## Problem to work on
Locate every line in the rows below that contains the word "leaf", and copy each of those lines in full.

─── Data lines ───

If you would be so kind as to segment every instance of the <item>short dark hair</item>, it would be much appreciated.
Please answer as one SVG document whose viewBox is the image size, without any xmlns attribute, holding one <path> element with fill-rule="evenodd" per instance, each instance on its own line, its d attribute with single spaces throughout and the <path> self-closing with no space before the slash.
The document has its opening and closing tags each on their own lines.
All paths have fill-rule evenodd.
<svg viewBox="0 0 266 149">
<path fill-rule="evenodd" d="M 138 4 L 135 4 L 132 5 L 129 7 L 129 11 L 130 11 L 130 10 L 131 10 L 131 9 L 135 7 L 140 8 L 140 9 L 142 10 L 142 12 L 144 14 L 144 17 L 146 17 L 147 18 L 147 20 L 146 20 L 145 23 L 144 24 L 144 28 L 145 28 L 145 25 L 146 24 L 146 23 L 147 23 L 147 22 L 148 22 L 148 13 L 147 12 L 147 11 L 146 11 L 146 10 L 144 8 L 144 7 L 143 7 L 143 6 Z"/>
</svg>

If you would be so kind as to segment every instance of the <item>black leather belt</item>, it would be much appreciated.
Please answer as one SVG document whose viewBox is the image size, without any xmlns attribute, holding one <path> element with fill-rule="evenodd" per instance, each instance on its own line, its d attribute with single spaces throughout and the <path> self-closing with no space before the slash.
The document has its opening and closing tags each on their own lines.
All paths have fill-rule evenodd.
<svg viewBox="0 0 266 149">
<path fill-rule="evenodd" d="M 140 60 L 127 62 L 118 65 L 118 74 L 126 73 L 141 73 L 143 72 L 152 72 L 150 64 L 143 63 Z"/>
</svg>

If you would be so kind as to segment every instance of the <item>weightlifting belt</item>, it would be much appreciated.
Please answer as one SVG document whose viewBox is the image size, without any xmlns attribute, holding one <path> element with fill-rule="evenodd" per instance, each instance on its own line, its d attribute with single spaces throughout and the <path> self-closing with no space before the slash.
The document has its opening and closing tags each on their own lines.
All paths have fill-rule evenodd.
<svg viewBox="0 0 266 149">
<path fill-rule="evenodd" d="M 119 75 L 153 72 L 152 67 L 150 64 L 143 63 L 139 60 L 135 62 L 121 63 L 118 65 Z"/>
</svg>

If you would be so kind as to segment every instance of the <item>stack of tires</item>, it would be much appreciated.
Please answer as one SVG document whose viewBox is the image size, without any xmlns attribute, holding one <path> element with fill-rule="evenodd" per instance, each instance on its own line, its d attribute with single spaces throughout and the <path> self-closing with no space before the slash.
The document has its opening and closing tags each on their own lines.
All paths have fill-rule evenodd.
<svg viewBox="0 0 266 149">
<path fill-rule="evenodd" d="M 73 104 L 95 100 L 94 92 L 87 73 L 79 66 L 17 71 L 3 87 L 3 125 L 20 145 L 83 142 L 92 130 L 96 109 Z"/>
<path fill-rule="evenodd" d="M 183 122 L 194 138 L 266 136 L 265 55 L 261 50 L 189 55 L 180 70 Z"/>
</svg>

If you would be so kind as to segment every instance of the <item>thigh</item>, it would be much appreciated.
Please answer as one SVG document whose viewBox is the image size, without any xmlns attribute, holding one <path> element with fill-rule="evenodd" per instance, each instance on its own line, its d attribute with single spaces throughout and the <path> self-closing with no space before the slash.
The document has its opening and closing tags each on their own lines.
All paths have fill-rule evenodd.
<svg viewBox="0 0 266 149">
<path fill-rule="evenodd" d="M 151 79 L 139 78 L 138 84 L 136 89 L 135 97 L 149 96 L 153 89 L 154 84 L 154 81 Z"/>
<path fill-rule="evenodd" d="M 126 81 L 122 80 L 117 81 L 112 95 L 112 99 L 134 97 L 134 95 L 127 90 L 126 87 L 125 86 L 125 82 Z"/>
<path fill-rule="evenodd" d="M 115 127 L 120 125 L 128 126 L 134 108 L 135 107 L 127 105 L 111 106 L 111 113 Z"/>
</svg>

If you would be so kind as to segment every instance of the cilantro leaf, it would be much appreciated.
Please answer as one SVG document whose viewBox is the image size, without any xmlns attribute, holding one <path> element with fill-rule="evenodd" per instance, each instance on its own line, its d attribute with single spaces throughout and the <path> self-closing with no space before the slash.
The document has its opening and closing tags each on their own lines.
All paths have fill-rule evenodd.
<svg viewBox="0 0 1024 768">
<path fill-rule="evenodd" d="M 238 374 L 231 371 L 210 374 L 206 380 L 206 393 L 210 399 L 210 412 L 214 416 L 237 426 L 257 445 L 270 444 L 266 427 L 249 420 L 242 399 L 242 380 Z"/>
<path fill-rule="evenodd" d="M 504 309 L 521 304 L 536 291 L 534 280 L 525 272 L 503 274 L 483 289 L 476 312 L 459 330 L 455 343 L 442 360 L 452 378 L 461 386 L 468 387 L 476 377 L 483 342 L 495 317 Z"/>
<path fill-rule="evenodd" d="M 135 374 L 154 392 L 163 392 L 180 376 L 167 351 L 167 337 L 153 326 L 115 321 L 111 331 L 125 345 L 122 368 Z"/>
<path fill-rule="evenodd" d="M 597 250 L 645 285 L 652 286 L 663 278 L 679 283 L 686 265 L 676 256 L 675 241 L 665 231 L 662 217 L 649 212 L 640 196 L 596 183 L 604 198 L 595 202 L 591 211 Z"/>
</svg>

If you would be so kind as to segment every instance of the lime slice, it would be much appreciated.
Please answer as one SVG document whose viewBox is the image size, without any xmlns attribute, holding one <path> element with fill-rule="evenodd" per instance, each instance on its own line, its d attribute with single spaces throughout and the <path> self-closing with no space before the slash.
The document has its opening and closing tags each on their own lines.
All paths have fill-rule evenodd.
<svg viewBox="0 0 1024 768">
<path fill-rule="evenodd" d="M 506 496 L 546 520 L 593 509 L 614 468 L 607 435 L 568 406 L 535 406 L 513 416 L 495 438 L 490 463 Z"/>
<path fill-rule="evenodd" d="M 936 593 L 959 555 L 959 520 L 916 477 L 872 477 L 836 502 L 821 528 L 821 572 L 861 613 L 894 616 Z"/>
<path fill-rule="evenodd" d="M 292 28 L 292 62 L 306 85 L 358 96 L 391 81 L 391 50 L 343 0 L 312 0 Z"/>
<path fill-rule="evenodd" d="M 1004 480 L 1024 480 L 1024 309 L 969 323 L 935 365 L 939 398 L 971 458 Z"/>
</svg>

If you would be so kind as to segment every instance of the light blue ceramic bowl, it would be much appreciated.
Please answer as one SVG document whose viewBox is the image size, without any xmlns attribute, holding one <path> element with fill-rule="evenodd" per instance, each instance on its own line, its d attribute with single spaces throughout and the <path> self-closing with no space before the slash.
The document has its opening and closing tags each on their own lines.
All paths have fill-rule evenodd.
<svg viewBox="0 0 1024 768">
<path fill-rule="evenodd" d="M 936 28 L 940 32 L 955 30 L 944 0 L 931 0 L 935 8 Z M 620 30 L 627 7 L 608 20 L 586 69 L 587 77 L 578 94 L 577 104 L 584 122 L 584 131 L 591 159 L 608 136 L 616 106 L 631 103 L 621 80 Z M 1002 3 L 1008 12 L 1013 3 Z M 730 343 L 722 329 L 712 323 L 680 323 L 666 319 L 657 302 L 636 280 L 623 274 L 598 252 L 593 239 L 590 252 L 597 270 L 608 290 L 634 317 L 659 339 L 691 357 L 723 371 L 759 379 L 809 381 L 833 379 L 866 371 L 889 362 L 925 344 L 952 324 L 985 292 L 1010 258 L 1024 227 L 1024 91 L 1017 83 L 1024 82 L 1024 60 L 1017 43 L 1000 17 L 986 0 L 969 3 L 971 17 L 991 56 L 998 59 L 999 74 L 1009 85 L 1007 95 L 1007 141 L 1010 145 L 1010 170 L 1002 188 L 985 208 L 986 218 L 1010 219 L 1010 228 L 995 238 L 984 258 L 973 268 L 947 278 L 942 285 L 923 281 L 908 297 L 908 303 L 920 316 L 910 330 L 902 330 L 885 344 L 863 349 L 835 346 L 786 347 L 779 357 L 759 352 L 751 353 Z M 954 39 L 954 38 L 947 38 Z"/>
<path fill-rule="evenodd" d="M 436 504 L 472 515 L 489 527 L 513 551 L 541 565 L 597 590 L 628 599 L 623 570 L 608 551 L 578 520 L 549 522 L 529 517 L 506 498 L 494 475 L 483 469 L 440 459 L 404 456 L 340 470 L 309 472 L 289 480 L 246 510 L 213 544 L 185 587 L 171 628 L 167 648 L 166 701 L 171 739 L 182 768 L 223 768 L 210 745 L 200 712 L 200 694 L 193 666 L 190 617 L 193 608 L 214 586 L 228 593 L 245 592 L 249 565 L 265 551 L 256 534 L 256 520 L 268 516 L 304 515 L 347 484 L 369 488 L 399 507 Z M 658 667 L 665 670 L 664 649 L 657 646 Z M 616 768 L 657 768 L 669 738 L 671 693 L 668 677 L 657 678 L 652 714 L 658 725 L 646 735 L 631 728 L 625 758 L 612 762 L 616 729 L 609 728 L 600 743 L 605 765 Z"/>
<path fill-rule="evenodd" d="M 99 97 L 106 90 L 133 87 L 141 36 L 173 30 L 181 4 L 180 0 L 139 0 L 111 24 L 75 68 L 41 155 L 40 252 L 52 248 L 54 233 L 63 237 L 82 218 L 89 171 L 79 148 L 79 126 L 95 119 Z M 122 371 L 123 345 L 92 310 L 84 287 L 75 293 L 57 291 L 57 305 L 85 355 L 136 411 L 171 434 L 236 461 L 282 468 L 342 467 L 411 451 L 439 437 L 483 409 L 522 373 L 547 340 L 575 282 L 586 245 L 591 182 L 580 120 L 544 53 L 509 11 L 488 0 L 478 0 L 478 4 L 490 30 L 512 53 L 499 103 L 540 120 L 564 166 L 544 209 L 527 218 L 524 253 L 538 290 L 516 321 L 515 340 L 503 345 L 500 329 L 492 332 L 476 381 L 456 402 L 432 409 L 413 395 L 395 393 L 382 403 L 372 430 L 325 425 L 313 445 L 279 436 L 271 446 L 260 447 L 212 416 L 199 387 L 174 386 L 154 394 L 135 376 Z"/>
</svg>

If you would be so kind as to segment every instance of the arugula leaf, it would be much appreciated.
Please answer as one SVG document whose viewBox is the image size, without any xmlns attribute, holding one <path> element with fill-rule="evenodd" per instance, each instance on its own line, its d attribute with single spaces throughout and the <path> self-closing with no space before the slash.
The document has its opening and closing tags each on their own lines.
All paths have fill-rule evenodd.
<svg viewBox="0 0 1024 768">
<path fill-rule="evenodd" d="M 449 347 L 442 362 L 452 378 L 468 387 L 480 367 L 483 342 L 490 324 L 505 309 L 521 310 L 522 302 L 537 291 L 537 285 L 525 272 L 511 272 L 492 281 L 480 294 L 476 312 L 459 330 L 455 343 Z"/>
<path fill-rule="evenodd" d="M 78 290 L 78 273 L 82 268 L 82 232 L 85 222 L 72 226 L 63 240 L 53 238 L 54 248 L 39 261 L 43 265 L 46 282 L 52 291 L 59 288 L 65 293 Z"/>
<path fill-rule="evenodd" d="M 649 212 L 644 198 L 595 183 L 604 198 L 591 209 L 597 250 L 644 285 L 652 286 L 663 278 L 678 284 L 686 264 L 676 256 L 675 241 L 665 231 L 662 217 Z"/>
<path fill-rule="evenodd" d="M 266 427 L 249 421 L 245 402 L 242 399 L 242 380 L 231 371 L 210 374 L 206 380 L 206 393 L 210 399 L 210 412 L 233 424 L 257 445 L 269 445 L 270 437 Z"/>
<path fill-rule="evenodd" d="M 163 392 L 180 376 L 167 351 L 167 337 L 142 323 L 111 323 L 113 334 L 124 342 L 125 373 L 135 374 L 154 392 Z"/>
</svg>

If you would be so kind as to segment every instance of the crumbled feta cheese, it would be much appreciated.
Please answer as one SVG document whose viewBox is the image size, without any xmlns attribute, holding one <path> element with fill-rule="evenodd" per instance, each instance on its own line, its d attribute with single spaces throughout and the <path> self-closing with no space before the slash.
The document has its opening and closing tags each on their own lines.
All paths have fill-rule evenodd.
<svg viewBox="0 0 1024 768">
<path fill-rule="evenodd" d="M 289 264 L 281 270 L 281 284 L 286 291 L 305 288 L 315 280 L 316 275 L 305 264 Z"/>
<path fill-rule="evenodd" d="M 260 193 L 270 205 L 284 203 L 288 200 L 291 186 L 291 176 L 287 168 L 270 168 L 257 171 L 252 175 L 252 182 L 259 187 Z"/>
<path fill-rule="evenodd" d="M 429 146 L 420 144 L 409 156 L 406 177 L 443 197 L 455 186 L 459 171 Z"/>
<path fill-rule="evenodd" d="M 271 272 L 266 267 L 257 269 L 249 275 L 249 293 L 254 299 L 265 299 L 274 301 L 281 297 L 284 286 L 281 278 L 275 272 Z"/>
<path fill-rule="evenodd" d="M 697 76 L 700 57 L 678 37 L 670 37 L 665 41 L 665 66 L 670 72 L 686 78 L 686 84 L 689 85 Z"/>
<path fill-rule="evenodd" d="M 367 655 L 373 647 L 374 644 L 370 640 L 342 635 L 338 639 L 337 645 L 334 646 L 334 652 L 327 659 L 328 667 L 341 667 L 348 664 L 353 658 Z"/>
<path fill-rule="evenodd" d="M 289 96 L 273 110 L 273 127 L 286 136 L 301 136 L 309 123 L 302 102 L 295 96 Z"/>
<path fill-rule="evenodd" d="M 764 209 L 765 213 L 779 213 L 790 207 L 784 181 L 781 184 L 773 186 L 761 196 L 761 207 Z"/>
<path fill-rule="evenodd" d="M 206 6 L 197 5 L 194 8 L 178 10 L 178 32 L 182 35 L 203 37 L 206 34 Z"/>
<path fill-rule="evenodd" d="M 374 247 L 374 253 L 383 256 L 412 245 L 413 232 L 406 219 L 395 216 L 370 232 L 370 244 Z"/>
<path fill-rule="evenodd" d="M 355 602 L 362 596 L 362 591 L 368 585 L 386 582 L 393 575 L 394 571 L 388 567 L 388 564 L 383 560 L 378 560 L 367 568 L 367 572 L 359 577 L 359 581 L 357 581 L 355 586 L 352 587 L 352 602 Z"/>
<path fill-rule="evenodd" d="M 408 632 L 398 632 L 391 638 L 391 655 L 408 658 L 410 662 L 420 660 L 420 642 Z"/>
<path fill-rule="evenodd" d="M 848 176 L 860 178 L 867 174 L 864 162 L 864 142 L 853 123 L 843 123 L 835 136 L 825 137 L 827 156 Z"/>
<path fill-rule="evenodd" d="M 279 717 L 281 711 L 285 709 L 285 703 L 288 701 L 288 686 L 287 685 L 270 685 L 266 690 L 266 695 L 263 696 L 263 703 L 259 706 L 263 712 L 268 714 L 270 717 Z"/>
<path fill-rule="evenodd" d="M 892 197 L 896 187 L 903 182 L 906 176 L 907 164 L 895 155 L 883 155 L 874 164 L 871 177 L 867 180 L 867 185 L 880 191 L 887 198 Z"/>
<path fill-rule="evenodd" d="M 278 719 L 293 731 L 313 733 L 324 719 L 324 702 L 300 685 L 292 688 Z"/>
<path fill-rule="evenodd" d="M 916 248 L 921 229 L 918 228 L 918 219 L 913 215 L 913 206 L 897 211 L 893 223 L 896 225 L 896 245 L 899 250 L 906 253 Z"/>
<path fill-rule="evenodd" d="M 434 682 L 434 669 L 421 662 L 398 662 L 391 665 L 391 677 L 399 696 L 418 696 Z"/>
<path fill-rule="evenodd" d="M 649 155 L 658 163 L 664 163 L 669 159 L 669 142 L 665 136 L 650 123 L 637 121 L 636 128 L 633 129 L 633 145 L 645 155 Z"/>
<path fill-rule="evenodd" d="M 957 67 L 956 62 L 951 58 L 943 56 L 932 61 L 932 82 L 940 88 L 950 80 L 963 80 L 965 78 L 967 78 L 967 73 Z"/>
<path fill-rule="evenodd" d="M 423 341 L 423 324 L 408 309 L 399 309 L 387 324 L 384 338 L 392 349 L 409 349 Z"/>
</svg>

───

## Solution for this task
If you would be so kind as to segment every instance of the cilantro leaf, it would be much appreciated.
If you would be so kind as to segment every instance of the arugula leaf, it would be much appreciated.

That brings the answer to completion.